## BEGIN INFORMATION SHOWN

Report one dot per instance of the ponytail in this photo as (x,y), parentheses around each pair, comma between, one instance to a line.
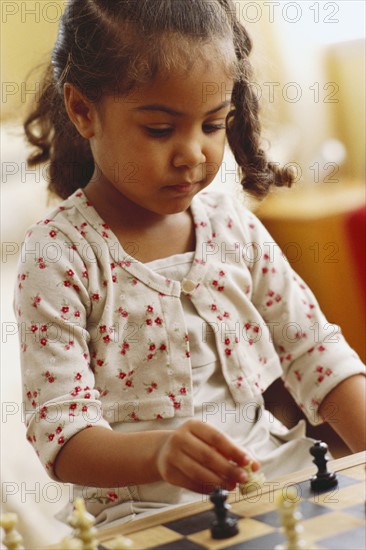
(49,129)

## END INFORMATION SHOWN
## BEGIN INFORMATION SHOWN

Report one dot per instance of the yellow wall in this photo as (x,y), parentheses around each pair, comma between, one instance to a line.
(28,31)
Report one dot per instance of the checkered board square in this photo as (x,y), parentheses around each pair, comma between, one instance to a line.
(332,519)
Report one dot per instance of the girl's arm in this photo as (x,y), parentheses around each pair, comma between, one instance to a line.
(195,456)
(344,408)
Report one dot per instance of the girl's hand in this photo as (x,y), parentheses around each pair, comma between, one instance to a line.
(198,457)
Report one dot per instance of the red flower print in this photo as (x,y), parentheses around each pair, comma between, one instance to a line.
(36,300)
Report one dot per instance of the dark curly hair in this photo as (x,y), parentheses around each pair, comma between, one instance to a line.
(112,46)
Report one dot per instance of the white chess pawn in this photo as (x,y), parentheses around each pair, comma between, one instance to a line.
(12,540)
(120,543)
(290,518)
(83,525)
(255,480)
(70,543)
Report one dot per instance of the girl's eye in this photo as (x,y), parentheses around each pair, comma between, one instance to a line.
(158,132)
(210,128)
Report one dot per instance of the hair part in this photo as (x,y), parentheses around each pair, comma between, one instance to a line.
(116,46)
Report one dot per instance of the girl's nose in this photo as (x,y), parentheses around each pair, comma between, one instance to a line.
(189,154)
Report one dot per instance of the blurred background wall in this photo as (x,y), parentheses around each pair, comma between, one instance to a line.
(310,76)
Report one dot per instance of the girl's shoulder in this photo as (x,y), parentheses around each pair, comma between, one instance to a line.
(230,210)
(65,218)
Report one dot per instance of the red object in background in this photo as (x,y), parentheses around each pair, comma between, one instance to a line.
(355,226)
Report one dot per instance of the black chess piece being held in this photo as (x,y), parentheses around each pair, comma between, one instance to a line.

## END INFORMATION SHOWN

§ TASK PROMPT: Put only these lines from the entries above into a numbered list, leaving out blank lines: begin at the line that contains "Report one dot per instance of the girl's nose", and stop after the line that contains "Report one dot per instance of the black".

§ SOLVED PROBLEM:
1. Report one dot per instance of the girl's nose in this photo as (x,y), parentheses around each pair, comma between, one instance to a line.
2. (189,154)
3. Report one dot per instance of the blurred background wall in this photo as (x,y), parentheses around each pair, comma between, one instance to a line.
4. (310,76)
5. Report one dot per instance of the girl's shoulder in this photo as (x,y), parentheses around each pair, comma between, one instance to a line.
6. (230,210)
7. (65,218)
8. Report one dot per instance of the red object in background in this photo as (x,y), parentheses around each pair, comma between, one instance to a line.
9. (355,226)
10. Report one dot per instance of the black chess piece being held in this photo as (x,y), parentheses around each pair, comma between, one instance to a line.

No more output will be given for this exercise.